## Gegeven fragment
##########

[Nummer 94]
Redactie
Het culturele belang van literatuur
De historisch georiënteerde literatuurwetenschap is ‘opgevolgd’ door een strikt ergocentrische studie: de zoon is naast de vader aan tafel komen zitten met zo'n breed gebaar van ellebogen en in beslag nemen, dat de vader schijnt aanbevolen maar liefst op te staan en uit wandelen te gaan. Het gelijk van de ergocentristen is zo vanzelfsprekend, dat het verwondering moest wekken, als de geschiedschrijvers het nooit hadden waargenomen. Temeer omdat zij zelf gesproten waren uit een stugge generatie ergocentrische geleerden, die hun stamboom moeten vervolgen tot de Peri Poiètikès, oftewel het begin van alle literatuurstudie. Die studie begint bij de analyse van de tekst en de vergelijking van teksten.

##########

## Beschikbare gegevens
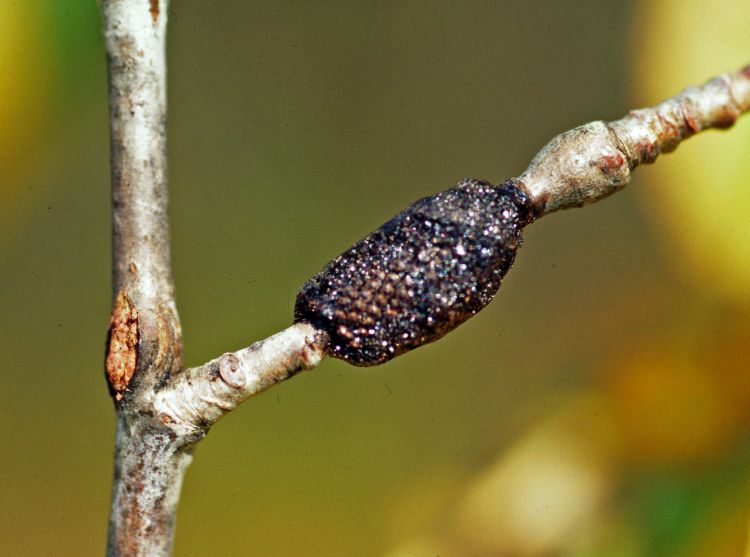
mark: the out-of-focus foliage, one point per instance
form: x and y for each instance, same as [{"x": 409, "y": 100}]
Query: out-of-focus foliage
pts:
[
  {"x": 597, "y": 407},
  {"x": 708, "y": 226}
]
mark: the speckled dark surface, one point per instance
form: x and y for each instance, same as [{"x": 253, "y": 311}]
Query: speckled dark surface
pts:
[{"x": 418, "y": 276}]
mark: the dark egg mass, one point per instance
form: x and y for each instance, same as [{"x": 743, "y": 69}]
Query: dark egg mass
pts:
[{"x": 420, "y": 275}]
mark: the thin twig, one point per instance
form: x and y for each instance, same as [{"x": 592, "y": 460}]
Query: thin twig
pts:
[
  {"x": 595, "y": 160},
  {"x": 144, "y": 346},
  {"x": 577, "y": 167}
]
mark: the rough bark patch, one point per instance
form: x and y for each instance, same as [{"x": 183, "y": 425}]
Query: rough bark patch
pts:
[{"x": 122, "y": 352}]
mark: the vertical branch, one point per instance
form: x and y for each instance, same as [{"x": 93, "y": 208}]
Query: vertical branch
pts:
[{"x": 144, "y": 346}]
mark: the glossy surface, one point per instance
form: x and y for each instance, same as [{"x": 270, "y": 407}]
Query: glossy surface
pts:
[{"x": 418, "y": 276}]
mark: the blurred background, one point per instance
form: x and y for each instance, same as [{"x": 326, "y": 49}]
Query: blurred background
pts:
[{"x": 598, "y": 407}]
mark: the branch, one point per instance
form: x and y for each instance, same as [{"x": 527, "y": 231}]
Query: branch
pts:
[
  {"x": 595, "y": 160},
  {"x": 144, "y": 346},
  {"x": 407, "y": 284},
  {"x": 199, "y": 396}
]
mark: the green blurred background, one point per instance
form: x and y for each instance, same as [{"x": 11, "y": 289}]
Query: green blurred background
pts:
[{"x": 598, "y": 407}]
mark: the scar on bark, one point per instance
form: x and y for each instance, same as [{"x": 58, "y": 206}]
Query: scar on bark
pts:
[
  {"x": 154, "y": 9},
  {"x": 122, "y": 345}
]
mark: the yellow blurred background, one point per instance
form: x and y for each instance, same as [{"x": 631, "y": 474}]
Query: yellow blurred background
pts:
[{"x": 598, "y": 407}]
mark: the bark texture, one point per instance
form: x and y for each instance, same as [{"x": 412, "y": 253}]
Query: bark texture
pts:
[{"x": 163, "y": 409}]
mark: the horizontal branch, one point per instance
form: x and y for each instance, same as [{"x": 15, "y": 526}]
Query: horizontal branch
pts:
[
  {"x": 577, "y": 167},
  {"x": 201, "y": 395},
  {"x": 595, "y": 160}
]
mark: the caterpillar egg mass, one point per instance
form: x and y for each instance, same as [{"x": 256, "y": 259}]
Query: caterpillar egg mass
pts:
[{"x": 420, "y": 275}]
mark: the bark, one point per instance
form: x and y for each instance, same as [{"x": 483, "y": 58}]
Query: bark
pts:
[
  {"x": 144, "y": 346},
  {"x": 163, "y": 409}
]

##########

## Opdracht
Schrijf het fragment over het culturele belang van literatuur verder, direct na de laatste zin. De regels staan los van het fragment.

## Antwoordvak
Twijfel aan de exclusieve rechten van ergocentrische onderzoekers is, ook na opkomst en schijnbaar verval van de historici, altijd levend gebleven. En na 1968 sterk gesteund door maatschappijkritische onderzoekers. Het waarde-oordeel is ook binnen het wetenschappelijk onderzoek niet langer te vermijden. Om met Gerard Knuvelder te spreken: ‘Wie als geschiedschrijver alléén maar gehoorzaamheid aan de canon van het object betrachten wil - dus: verstaan van de tekst - en niet méér, doet het werk, de lezers, en zichzelf tekort’. De slotzin van zijn overzicht van de huidige literatuurwetenschap, ‘In de vuurlinie’ (Liber Amicorum Dr G. Knuvelder, Raam, oktober 1972).
Dat overzicht had iets programmatisch, dat in deze aflevering van Raam nader wordt gedetailleerd. Van Kruithof, Wesselo en Willems volgen hier bijdragen die enige argumenten bijdragen tot de discussie over het culturele belang van literatuur en de implicaties daarvan voor de literatuurstudie.